Coordinate labeling data:
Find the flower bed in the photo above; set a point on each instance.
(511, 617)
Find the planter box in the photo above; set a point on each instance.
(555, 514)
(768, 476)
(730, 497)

- **REQUIREMENTS**:
Rewrite all of the data above, swapping each "set a point" for "place a marker" and leaving every other part as it is.

- **COMPLETE OUTPUT**:
Find the flower bed in the photo above; place a marker on each instance.
(511, 617)
Find the planter box in the photo above; place a marker on each instance.
(555, 514)
(768, 476)
(730, 497)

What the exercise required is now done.